▶ _WHAT THE EXERCISE ASKS_
When you spot the word "terrace" in a line of the data below, copy that line.

▶ _INFORMATION PROVIDED_
• • • • •

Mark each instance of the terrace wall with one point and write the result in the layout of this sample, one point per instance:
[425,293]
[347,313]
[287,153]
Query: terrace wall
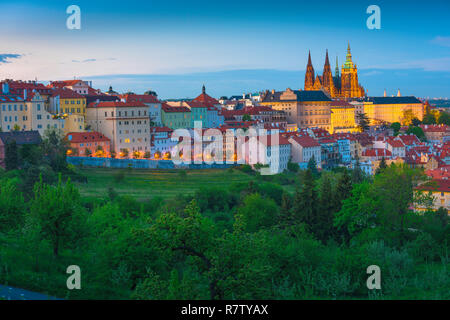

• • • • •

▶ _ANSWER TO THE PROBLEM_
Mark each instance of the terrace wall with one point and write the result in the layout of this sample, one point per instance:
Query: terrace wall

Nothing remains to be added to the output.